-------- Source extract --------

Specifically, we analyzed the distribution of 350 class stereotypes (a statistically significant
sample achieved with confidence 95% and 5% error margin from all classes available in Pharo 9),
and the distribution of method stereotypes of 500 classes. The classes were selected randomly and
their generated comments were manually validated. In the next evaluation step, we compared
the information types of our generated class comment with the template-suggested information
types.
To keep our evaluation study design close to that of Moreno et al. [? ], we surveyed 12 Pharo
developers with varying degrees of experience in Smalltalk and different domains. Four of them
had been working on projects such as Roassal or GToolkit,4 two were moderately experienced
in Pharo, and the rest were doctoral students working with Pharo.
We randomly selected the classes for one questionnaire specifically from the Roassal system. The
remainder of the Pharo classes were selected randomly, and sorted based on their stereotypes
and their quality in representing specific class stereotypes. We selected two classes per class
stereotype, for a total of 24 classes to be evaluated. We wanted each class stereotype to be
evaluated by at least two different developers, and preferably by three. Unfortunately, five
of the invited developers did not complete our evaluation, thus reducing the results to seven
developers in total. This led to a total of 24 classes being evaluated in four different evaluation
forms by a total of seven developers.5 We selected these 24 classes from Pharo 9 version. We
used Google’s online survey tool for the evaluation to reduce the Hawthorne effect6 and to
provide an easy way to collect answers.

-------- Data listing --------

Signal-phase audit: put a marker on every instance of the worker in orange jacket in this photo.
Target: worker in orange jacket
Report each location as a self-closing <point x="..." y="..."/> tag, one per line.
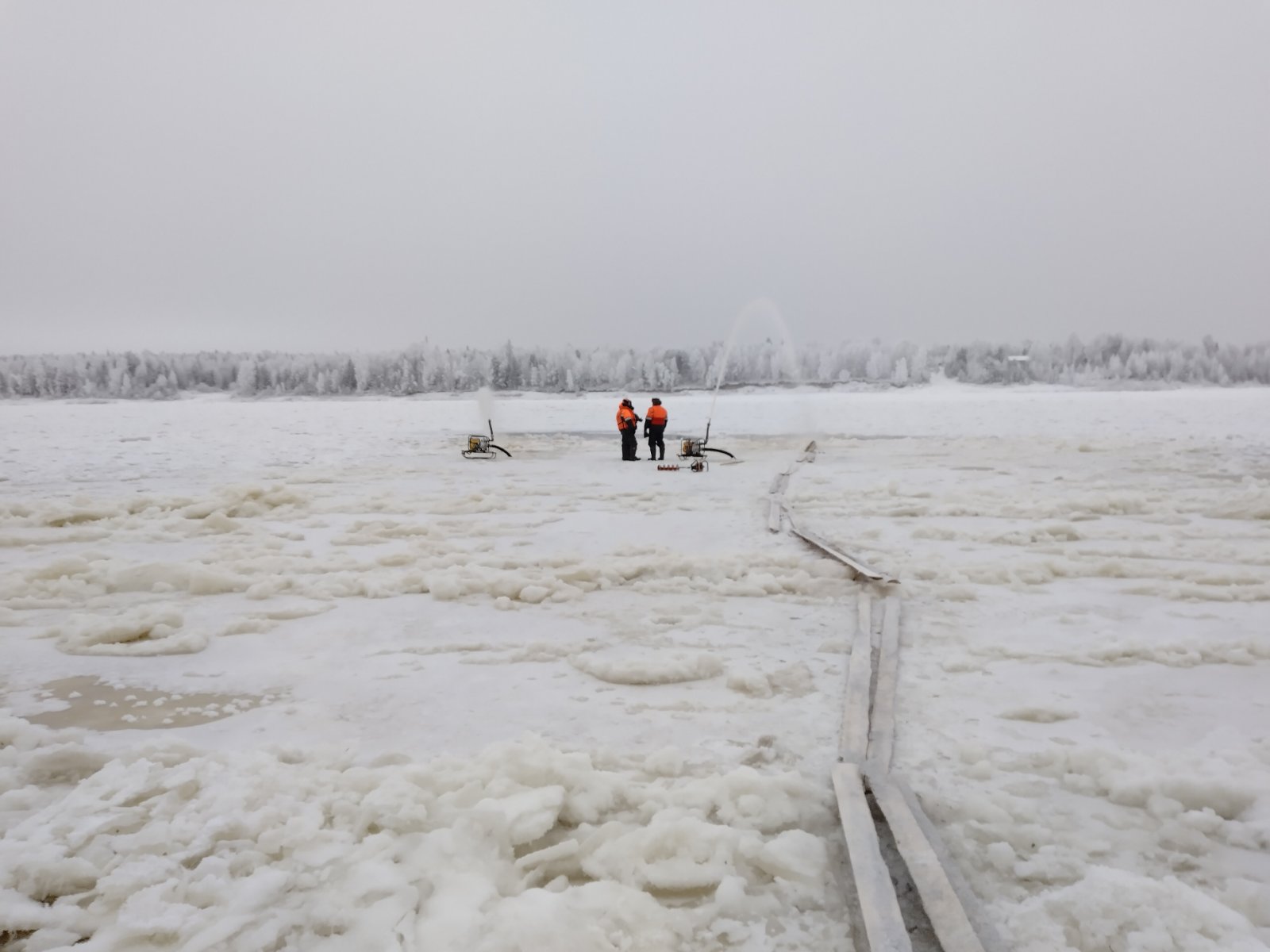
<point x="626" y="422"/>
<point x="654" y="425"/>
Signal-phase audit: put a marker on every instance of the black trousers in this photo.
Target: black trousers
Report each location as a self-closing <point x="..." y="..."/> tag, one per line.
<point x="656" y="442"/>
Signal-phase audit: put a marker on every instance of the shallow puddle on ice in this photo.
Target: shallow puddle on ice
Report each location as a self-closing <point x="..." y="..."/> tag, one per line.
<point x="101" y="706"/>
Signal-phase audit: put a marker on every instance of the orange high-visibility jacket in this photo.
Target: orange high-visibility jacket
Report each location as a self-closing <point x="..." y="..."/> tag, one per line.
<point x="625" y="418"/>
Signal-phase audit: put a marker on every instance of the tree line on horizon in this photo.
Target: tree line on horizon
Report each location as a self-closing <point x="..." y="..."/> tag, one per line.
<point x="1105" y="359"/>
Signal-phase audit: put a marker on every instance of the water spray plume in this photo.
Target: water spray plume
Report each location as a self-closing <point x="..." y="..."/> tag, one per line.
<point x="486" y="405"/>
<point x="755" y="309"/>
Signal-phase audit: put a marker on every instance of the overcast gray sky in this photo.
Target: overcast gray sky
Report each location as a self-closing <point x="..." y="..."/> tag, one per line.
<point x="305" y="175"/>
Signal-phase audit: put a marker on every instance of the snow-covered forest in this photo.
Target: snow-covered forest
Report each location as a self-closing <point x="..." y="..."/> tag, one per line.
<point x="1106" y="359"/>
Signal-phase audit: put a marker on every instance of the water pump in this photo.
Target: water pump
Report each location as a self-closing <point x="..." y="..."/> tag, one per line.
<point x="482" y="447"/>
<point x="694" y="448"/>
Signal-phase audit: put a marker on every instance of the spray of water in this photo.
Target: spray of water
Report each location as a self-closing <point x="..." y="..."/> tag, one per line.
<point x="762" y="308"/>
<point x="486" y="406"/>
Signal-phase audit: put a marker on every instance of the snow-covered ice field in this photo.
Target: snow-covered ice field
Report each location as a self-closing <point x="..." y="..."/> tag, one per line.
<point x="294" y="674"/>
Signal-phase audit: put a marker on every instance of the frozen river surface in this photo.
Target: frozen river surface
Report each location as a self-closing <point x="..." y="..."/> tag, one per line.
<point x="294" y="674"/>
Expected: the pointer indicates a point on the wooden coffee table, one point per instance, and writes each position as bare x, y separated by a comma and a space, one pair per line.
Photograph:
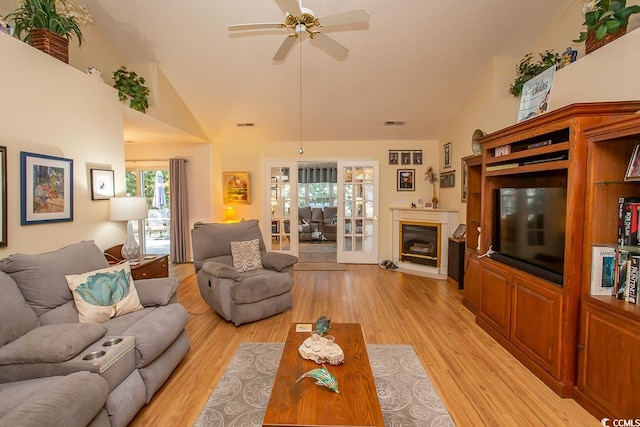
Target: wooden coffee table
304, 403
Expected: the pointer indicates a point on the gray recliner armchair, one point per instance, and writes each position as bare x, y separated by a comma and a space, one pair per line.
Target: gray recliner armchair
251, 290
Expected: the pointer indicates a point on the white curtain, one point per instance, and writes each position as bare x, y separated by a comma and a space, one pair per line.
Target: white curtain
179, 210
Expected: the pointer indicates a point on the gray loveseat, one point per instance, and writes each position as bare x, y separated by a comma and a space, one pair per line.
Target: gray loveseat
95, 373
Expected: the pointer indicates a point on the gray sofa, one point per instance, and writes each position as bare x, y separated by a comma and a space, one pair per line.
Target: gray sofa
101, 373
240, 297
314, 220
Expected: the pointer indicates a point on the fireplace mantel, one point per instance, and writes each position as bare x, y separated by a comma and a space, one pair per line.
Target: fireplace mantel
448, 221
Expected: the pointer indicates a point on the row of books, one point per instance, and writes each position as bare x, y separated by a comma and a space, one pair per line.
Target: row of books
615, 271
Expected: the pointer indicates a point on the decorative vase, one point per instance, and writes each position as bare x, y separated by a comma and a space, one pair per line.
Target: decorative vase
50, 43
592, 43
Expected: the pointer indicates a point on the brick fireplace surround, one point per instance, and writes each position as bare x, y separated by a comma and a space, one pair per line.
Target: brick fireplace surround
445, 220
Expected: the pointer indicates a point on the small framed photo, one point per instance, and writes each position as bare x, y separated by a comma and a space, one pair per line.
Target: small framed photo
633, 170
417, 157
237, 188
46, 188
405, 158
406, 179
102, 186
447, 154
393, 158
448, 179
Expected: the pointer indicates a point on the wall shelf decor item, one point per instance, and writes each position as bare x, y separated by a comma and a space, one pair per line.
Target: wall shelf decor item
46, 188
237, 187
3, 196
406, 180
633, 170
448, 179
102, 186
447, 155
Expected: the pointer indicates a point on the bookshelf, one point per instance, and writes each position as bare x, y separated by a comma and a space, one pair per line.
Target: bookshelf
609, 328
534, 319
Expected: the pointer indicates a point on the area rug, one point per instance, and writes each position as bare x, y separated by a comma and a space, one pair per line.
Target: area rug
407, 396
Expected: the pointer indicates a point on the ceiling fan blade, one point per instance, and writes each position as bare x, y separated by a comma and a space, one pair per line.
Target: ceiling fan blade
352, 17
260, 26
290, 6
330, 46
285, 47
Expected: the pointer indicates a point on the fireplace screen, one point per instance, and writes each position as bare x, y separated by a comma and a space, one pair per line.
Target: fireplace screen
419, 244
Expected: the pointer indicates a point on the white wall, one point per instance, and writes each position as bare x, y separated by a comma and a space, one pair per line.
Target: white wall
65, 113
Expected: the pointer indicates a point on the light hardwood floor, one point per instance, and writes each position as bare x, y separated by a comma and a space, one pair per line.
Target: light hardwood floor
480, 383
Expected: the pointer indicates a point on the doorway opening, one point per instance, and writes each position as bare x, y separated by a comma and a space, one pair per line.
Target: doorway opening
317, 211
153, 185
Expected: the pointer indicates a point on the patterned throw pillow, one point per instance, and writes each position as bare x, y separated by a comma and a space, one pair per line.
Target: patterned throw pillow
246, 255
102, 294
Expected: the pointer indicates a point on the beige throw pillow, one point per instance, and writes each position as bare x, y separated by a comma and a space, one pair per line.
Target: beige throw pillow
102, 294
246, 255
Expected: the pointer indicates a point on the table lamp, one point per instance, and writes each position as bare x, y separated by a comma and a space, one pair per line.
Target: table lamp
127, 209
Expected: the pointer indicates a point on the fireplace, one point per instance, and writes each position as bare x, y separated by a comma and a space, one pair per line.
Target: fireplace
421, 240
419, 243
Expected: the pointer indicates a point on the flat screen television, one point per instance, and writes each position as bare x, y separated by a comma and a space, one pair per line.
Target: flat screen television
529, 230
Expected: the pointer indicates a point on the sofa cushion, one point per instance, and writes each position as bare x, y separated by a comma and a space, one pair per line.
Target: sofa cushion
258, 287
211, 240
102, 294
41, 277
154, 328
51, 343
16, 317
72, 400
246, 255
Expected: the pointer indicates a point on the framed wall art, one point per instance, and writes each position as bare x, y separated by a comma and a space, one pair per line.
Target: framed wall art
447, 154
406, 179
448, 179
102, 186
237, 187
46, 188
3, 196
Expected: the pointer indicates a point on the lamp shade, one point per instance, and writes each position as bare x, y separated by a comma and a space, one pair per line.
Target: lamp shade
126, 208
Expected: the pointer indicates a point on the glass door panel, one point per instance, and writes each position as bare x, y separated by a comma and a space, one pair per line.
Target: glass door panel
282, 207
358, 212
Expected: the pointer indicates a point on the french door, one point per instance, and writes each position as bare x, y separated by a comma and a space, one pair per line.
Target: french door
357, 234
358, 212
281, 211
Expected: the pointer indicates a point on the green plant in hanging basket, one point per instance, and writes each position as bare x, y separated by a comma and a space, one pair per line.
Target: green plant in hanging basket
526, 69
606, 17
131, 87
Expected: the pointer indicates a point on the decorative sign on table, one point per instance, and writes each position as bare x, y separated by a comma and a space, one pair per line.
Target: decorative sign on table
535, 95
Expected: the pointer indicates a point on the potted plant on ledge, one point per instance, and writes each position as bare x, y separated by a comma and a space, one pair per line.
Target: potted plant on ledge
606, 20
48, 25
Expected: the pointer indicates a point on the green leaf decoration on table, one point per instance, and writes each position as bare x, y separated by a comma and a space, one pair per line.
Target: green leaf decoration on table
105, 289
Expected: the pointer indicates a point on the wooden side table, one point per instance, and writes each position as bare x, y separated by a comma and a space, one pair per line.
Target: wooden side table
149, 266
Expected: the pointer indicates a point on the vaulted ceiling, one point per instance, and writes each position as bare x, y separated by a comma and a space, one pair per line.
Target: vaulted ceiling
415, 61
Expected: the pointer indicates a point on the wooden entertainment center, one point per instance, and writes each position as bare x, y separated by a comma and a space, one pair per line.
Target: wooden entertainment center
540, 322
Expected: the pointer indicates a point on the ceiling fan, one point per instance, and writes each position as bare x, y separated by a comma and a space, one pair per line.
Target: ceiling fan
302, 20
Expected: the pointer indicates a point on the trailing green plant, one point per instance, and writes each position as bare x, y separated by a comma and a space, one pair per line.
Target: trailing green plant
62, 17
606, 17
131, 87
526, 69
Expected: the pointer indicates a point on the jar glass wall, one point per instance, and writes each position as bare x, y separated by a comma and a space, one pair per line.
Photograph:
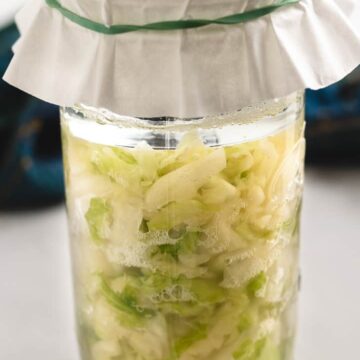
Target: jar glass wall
184, 233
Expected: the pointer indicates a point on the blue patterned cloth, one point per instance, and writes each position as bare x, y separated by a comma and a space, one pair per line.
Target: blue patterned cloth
30, 151
333, 115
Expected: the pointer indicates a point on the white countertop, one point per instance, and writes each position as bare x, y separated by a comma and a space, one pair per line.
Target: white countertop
36, 320
8, 8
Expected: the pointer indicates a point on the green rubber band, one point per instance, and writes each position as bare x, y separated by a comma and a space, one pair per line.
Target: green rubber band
168, 25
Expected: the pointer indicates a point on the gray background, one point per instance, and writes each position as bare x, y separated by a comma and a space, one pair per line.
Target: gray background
36, 321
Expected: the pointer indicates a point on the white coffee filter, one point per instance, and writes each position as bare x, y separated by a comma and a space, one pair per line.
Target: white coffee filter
183, 73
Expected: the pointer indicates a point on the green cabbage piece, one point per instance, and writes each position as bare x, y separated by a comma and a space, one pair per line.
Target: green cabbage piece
187, 244
99, 219
126, 302
183, 183
256, 284
190, 212
198, 332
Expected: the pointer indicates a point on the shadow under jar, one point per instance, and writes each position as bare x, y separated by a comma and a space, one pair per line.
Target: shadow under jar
184, 233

--------

= Short exercise 1 =
According to the evaluation study text, how many developers completed the evaluation?
= Short exercise 2 =
Decide whether each statement agrees with the evaluation study text. Answer yes or no for each, and quote the deciding words.
(a) The analysis of class stereotypes covered 350 class stereotypes.
(b) Three classes were chosen for each class stereotype.
(c) The 24 evaluated classes came from the Pharo 9 version.
= Short exercise 3 =
From the evaluation study text, extract the passage between "Specifically, we analyzed" and "working with Pharo.", inclusive.

= Full response 1 =
Seven developers.

= Full response 2 =
(a) Yes: "we analyzed the distribution of 350 class stereotypes"
(b) No: "We selected two classes per class stereotype"
(c) Yes: "We selected these 24 classes from Pharo 9 version."

= Full response 3 =
Specifically, we analyzed the distribution of 350 class stereotypes (a statistically significant
sample achieved with confidence 95% and 5% error margin from all classes available in Pharo 9),
and the distribution of method stereotypes of 500 classes. The classes were selected randomly and
their generated comments were manually validated. In the next evaluation step, we compared
the information types of our generated class comment with the template-suggested information
types.
To keep our evaluation study design close to that of Moreno et al. [? ], we surveyed 12 Pharo
developers with varying degrees of experience in Smalltalk and different domains. Four of them
had been working on projects such as Roassal or GToolkit,4 two were moderately experienced
in Pharo, and the rest were doctoral students working with Pharo.